* _Extract provided_:
Jesus’ Authority to Disciple

The risen Lord had unlimited authority to tell the eleven to make disciples who would “obey all that I have commanded you” because he could earlier testify, ““If you keep my commandments, you will abide in my love, just as I have kept my Father’s commandments and abide in his love.”” (John 15:10). The climax of Jesus’ obedience to the Father is his suffering and death; as Paul puts it, “being found in human form, he humbled himself by becoming obedient to the point of death, even death on a cross.” (Phil 2:8). The Son of God could never make mature disciples until he himself had gone to the place of complete obedience; as Hebrews teaches, “In the days of his flesh, Jesus offered up prayers and supplications, with loud cries and tears, to him who was able to save him from death, and he was heard because of his reverence. 8 Although he was a son, he learned obedience through what he suffered. 9 And being made perfect, he became the source of eternal salvation to all who obey him” (5:7-9).

The cross is a crisis in Jesus’ life in a way that is rather unimaginable to us. Whilst Hebrews 9:14, tells us that Christ “through the eternal Spirit offered himself without blemish to God”, we must ask where is the Holy Spirit when we hear the Lord crying out, ““My God, my God, why have you forsaken me?”” (Mark 15:34). At the very pinnacle of his obedience, the Spirit who inspired all his words and works (Matt 12:28) and the intimate prayer, ““Abba, Father, all things are possible for you. Remove this cup from me. Yet not what I will, but what you will.”” (Mark 14:36), seems completely absent. On the face of it this appears to be a complete contradiction to Peter’s preaching in Acts, “the Holy Spirit…is given by God to those who obey him.” (Acts 5:32). In his hour of experiencing forsakenness Jesus does not feel he is the Son of God honouring his Father; rather, he looks like no-one’s disciple because he is bearing our rebellion and our godless disobedience (2 Cor 5:21; 1 Pet 2:24). The wild, crazy, incongruous and to ordinary human understanding foolish love of God is perfected in the obedience of Jesus on the cross when it seems he has no reason to obey. Obeying without     the manifest presence of God (feeling good about God) is how Jesus’ sonship/discipleship was perfected – and that’s how it works in us.

The resurrection is the manifestation and release of Jesus’ completed authority to make disciples. It is in raising him from the dead that the Father affirms to Jesus the truth of his obedient death; he “was declared to be the Son of God in power according to the Spirit of holiness by his resurrection from the dead, Jesus Christ our Lord”. It is as an affirmed righteous fully obedient Son in the power of the Spirit that Christ has an inner relational authority to disciple the world. He does not disciple by sheer power but by the imperishable quality of his life; which is what “eternal life” is all about (1 John 1:2). There is an immediate connection between the risen life of Jesus as a vindicated Son and our call to disciple the nations into obedience.

* _Data excerpts_:
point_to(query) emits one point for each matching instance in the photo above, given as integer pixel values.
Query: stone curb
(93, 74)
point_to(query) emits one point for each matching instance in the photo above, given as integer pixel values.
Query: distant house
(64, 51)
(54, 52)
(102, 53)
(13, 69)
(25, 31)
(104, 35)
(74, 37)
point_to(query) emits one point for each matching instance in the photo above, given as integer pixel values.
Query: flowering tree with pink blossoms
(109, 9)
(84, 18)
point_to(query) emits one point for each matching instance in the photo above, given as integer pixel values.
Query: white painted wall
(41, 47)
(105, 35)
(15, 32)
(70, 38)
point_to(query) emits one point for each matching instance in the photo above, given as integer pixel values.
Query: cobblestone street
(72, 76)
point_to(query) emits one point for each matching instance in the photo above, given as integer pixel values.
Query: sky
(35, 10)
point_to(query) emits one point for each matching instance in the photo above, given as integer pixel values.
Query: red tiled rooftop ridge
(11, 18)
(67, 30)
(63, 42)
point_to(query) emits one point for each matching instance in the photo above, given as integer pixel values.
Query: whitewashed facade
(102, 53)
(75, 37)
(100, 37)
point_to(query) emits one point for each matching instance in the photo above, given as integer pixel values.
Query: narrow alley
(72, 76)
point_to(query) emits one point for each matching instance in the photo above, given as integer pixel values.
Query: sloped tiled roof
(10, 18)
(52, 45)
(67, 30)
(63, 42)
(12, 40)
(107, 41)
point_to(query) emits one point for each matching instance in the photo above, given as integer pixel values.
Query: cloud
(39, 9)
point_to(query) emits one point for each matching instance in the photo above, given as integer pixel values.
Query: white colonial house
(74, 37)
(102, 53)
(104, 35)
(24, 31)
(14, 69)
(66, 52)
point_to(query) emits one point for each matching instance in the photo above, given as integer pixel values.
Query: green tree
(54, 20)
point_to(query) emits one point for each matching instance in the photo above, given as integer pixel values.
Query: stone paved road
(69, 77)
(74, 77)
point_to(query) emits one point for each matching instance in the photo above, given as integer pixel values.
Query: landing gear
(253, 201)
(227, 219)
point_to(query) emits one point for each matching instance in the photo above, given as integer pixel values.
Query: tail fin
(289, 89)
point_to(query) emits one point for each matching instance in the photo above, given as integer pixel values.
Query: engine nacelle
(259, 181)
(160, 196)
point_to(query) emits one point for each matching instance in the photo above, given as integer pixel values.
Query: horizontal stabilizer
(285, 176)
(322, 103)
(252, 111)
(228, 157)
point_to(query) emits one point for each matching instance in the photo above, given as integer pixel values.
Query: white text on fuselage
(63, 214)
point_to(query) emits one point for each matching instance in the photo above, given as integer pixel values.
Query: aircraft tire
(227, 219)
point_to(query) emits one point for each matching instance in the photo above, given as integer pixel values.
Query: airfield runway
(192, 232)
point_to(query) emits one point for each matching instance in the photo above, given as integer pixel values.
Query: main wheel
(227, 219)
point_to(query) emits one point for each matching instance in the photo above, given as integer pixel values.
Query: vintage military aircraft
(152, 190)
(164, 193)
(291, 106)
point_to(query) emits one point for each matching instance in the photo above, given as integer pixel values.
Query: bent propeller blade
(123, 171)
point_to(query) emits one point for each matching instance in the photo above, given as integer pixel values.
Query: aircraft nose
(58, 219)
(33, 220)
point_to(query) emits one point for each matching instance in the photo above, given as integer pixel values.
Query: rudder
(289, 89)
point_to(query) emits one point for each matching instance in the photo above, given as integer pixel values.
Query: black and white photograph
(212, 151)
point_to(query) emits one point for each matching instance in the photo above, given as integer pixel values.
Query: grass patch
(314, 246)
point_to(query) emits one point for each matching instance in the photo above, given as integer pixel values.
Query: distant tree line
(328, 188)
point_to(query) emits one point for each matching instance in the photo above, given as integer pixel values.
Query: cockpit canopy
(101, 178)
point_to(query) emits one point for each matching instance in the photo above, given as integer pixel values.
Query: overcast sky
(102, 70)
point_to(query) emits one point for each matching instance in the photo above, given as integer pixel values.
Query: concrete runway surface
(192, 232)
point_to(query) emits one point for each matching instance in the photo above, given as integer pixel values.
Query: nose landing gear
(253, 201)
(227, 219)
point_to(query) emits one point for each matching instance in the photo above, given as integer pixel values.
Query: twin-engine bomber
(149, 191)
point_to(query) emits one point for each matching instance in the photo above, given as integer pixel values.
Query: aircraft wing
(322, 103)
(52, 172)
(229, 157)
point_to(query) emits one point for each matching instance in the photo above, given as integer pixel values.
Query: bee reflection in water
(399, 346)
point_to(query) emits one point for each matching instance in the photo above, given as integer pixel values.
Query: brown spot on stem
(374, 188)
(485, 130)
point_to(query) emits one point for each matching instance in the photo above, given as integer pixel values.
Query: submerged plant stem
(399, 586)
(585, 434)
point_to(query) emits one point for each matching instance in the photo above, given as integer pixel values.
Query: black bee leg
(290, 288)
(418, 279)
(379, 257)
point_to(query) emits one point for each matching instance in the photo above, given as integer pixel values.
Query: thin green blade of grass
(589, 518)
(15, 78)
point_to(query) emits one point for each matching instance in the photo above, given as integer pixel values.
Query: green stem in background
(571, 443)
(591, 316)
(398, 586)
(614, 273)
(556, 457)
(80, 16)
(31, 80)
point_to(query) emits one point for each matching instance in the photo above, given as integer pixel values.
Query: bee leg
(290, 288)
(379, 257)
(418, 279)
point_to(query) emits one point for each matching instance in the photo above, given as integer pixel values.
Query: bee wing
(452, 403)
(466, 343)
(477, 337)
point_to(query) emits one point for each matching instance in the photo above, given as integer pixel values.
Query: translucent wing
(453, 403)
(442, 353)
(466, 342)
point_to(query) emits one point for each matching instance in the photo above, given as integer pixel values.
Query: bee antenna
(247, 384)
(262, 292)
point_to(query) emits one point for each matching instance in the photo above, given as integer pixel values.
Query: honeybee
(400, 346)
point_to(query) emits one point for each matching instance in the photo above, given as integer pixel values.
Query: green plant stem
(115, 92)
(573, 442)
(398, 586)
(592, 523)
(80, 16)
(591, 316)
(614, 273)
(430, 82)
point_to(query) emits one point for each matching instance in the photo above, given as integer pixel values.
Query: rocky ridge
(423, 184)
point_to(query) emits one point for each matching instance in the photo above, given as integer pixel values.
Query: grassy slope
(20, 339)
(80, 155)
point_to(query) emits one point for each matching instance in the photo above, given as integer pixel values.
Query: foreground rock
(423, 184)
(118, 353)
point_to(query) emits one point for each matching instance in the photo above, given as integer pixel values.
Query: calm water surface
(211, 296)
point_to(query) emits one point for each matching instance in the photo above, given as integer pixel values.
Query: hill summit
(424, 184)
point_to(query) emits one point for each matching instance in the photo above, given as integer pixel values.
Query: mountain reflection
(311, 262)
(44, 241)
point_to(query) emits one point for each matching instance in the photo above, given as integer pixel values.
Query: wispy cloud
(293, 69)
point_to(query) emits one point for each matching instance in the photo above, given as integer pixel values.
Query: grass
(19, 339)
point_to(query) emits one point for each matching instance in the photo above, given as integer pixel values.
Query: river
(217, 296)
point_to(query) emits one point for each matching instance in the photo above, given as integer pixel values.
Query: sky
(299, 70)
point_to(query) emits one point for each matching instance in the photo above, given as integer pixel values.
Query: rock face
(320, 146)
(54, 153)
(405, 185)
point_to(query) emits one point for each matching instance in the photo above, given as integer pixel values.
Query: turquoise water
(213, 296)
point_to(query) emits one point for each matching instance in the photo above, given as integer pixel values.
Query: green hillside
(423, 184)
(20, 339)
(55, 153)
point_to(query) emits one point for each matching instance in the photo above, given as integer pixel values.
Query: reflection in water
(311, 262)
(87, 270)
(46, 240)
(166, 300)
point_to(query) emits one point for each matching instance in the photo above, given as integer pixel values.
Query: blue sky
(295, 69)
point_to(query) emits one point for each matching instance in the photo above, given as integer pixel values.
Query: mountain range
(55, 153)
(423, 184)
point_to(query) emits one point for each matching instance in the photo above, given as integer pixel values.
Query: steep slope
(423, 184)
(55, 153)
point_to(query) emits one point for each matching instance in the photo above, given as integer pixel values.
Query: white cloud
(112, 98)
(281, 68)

* _Tasks to carry out_:
• A. In the excerpt on Jesus' authority to disciple, could you transcribe everything from "The resurrection is" down to "nations into obedience."?
• B. According to the excerpt on Jesus' authority to disciple, what is the resurrection the manifestation and release of?
• C. Can you render this sentence from the excerpt on Jesus' authority to disciple into Spanish: "The resurrection is the manifestation and release of Jesus’ completed authority to make disciples."

* _Responses by task_:
• A.
The resurrection is the manifestation and release of Jesus’ completed authority to make disciples. It is in raising him from the dead that the Father affirms to Jesus the truth of his obedient death; he “was declared to be the Son of God in power according to the Spirit of holiness by his resurrection from the dead, Jesus Christ our Lord”. It is as an affirmed righteous fully obedient Son in the power of the Spirit that Christ has an inner relational authority to disciple the world. He does not disciple by sheer power but by the imperishable quality of his life; which is what “eternal life” is all about (1 John 1:2). There is an immediate connection between the risen life of Jesus as a vindicated Son and our call to disciple the nations into obedience.

• B. Jesus' completed authority to make disciples.

• C. La resurrección es la manifestación y la liberación de la autoridad consumada de Jesús para hacer discípulos.